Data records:
━━━━━━━━
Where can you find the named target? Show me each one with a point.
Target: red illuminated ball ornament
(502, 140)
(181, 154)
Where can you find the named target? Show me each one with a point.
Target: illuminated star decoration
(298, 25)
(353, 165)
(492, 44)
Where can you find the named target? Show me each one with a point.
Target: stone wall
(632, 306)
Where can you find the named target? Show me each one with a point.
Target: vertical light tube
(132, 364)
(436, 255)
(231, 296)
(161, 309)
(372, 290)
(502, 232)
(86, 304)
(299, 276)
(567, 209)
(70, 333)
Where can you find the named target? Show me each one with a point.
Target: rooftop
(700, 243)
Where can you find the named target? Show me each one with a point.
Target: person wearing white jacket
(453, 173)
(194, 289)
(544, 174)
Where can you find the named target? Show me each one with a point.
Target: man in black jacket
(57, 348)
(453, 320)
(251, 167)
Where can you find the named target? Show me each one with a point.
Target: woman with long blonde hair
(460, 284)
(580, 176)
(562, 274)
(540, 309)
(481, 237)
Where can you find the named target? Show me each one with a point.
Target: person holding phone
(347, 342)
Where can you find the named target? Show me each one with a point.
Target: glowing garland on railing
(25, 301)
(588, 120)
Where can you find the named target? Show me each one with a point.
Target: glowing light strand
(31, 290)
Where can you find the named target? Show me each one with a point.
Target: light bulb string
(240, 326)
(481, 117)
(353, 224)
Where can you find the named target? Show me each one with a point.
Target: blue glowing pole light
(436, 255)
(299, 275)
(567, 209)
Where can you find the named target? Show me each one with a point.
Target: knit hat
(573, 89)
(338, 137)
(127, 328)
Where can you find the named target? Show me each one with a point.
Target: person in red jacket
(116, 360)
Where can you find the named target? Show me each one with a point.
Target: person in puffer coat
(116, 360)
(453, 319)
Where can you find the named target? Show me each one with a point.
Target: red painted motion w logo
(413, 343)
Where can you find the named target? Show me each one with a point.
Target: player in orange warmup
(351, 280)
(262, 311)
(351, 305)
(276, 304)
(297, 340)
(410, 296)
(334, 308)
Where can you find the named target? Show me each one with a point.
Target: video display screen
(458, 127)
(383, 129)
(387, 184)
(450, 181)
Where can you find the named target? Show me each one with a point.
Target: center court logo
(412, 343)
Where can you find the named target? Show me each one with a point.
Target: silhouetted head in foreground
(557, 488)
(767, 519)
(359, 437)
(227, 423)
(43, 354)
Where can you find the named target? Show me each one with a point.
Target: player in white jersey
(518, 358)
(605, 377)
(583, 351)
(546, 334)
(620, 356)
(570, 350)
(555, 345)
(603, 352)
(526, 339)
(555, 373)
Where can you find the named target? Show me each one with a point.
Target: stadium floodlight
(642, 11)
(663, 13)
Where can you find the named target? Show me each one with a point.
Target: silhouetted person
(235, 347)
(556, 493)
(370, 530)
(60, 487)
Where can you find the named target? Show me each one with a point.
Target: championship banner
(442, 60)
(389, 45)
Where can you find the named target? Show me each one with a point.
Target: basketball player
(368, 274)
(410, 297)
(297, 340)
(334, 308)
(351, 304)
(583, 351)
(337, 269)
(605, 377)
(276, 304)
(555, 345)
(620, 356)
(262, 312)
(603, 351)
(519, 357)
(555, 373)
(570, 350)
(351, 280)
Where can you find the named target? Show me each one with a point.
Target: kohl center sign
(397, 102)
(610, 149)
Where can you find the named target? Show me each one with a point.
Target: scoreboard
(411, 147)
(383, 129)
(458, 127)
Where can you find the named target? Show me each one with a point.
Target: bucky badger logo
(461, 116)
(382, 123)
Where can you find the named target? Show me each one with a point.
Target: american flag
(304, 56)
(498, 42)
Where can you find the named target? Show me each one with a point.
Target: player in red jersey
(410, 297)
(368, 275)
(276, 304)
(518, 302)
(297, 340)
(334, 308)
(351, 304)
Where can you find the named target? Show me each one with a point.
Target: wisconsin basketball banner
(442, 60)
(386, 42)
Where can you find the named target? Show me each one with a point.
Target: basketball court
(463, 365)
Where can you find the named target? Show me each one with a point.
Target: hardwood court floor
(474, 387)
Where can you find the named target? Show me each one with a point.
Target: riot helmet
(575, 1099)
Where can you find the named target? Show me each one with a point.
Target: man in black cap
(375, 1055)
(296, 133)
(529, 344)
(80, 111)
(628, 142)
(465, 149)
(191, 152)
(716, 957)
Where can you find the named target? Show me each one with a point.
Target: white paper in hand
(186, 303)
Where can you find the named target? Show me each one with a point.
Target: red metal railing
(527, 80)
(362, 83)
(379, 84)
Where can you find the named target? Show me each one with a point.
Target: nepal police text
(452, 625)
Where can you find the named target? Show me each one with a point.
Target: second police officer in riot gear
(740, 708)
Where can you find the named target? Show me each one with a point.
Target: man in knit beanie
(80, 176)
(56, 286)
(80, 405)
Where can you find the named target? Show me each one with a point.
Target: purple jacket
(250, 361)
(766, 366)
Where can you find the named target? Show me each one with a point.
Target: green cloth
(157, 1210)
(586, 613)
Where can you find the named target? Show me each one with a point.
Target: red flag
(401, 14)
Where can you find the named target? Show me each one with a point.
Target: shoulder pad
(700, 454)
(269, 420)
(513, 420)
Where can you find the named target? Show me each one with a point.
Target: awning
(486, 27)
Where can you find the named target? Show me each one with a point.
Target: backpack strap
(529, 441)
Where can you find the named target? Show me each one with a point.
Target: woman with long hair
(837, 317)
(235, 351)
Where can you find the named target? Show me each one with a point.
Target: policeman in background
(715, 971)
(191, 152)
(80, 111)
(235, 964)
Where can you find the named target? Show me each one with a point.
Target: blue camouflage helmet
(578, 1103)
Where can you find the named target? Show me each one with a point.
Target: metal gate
━━━━━━━━
→ EXERCISE DETAILS: Return every line exactly.

→ COMPLETE OUTPUT:
Where can you find the named target? Show me each one with a point.
Target: red illuminated ball ornament
(502, 140)
(181, 154)
Where can you find the named target? Show me each one with a point.
Target: illuminated star decoration
(298, 25)
(353, 165)
(492, 44)
Where can you find the named target? Show me each one with a point.
Target: stone wall
(632, 306)
Where can you find the named target? Show me each one with a point.
Target: vertical light tube
(132, 364)
(436, 255)
(231, 296)
(161, 309)
(372, 290)
(502, 232)
(86, 304)
(299, 276)
(567, 209)
(70, 333)
Where can you find the named target? Show me each one with a point.
Target: rooftop
(700, 243)
Where can you find the named target? Show me each one with a point.
Target: person wearing white jacket
(453, 173)
(194, 289)
(544, 174)
Where can you find the named target? Show me each one with a point.
Target: man in black jacket
(57, 348)
(453, 320)
(251, 167)
Where can you find the named target? Show me each one with a point.
Target: woman with long blonde hair
(460, 284)
(580, 176)
(562, 274)
(540, 309)
(481, 237)
Where can you find the named target? Show me each one with a point.
Target: person holding phone
(347, 342)
Where can you find the named target? Show me each one with a point.
Target: glowing garland on railing
(25, 301)
(588, 120)
Where can you find the named target? Show me each one with a point.
Target: glowing light strand
(31, 290)
Where can you find the named target? Show me each one with a point.
Target: light bulb string
(240, 326)
(481, 117)
(353, 224)
Where can you find the named target? Show me each one with a point.
Target: blue glowing pole light
(436, 255)
(299, 275)
(567, 209)
Where can you find the named target? Show me each one with a point.
Target: knit hat
(573, 89)
(338, 137)
(127, 328)
Where can you find the named target? Show me each one with a point.
Target: person in red jacket
(116, 360)
Where can you find the named target? Show me each one with a point.
Target: person in puffer coat
(116, 360)
(453, 319)
Where can you find the named target? Show me each one with a point.
Target: red painted motion w logo
(413, 343)
Where can you find the named target? Show me each one with a point.
Target: player in orange warmup
(351, 280)
(262, 311)
(351, 305)
(276, 304)
(297, 340)
(410, 296)
(334, 308)
Where can you find the named target? Show me each one with a point.
Target: video display screen
(458, 127)
(383, 129)
(387, 184)
(450, 181)
Where can you find the named target? Show me each one with a point.
Target: center court logo
(412, 343)
Where can you find the named target? Show me each one with a point.
Target: silhouetted head in foreground
(557, 488)
(767, 519)
(359, 437)
(227, 423)
(43, 354)
Where can you find the named target? Show me each one with a point.
Target: player in white jersey
(518, 358)
(605, 377)
(583, 351)
(546, 334)
(620, 356)
(570, 350)
(555, 345)
(603, 352)
(526, 339)
(555, 373)
Where can you find the named target? Show me each one with a point.
Target: stadium floodlight
(642, 11)
(663, 13)
Where can you find the named target? Show me each one with a point.
Target: silhouetted person
(235, 347)
(556, 493)
(370, 530)
(60, 487)
Where can you find the named target? Show me each one with a point.
Target: championship banner
(442, 60)
(389, 45)
Where can you find the named target? Show me each one with a point.
Target: basketball player
(368, 274)
(410, 297)
(297, 340)
(334, 308)
(351, 304)
(583, 351)
(337, 269)
(605, 377)
(276, 304)
(555, 345)
(620, 356)
(262, 312)
(603, 351)
(519, 357)
(555, 373)
(570, 350)
(351, 280)
Where can you find the named target? Show me each one with a point.
Target: kohl center sign
(397, 102)
(610, 149)
Where can you find the named target? Show me each one with a point.
Target: scoreboard
(411, 147)
(383, 129)
(458, 127)
Where can you find the named target? Show me each one with a point.
Target: bucky badger logo
(461, 116)
(382, 123)
Where can you find the named target? Show me each one with a point.
Target: american flag
(304, 56)
(498, 42)
Where can you find the named target? Show me each one with a point.
Target: player in red jersey
(410, 297)
(368, 275)
(276, 304)
(518, 302)
(297, 340)
(334, 308)
(351, 304)
Where can you find the named target? Show me each one with a point.
Target: wisconsin basketball banner
(442, 60)
(386, 42)
Where can you find the named target? Show me each one with a point.
Target: basketball court
(463, 365)
Where can you find the named target? Show me each one with a point.
Target: hardwood court floor
(474, 387)
Where can you find the named target? Show me each one with a point.
Target: riot helmet
(575, 1099)
Where can you find the named target? Show me each one with a point.
Target: man in black cap
(375, 1055)
(296, 133)
(529, 344)
(80, 111)
(628, 142)
(465, 149)
(191, 152)
(716, 957)
Where can you find the named target? Show me each one with a point.
Target: white paper in hand
(186, 303)
Where can you find the named target? Show me each one with a point.
Target: red metal railing
(527, 80)
(362, 83)
(379, 84)
Where can you find the named target? Show me each one with a point.
Target: nepal police text
(452, 625)
Where can you find the named target? Show me each one with a point.
Target: second police officer in riot gear
(740, 708)
Where can you find the named target? Show me each one with a point.
Target: man in knit beanie
(80, 176)
(56, 286)
(80, 405)
Where can you find the named target? Show me each one with a point.
Target: purple jacket
(250, 361)
(766, 366)
Where can you find the named target? Show me each one with a point.
Target: green cloth
(157, 1210)
(586, 613)
Where can you find the named target? Show me each one with a point.
Target: red flag
(401, 14)
Where can you find the named target? Show me each one with a point.
Target: shoulder pad
(700, 454)
(269, 420)
(513, 420)
Where can you find the named target? Show me each one with a point.
Target: awning
(486, 27)
Where can you find the named target? Show me each one with a point.
Target: backpack strap
(529, 441)
Where can you find the named target? Show me each one with a point.
Target: woman with long hair
(837, 317)
(235, 351)
Where can you find the named target? Show me each one with a point.
Target: policeman in background
(715, 971)
(191, 152)
(80, 111)
(235, 964)
Where can you find the named target? Show me each one with a point.
Target: blue camouflage helmet
(578, 1103)
Where can you find the named target? Show me each one with a point.
Target: metal gate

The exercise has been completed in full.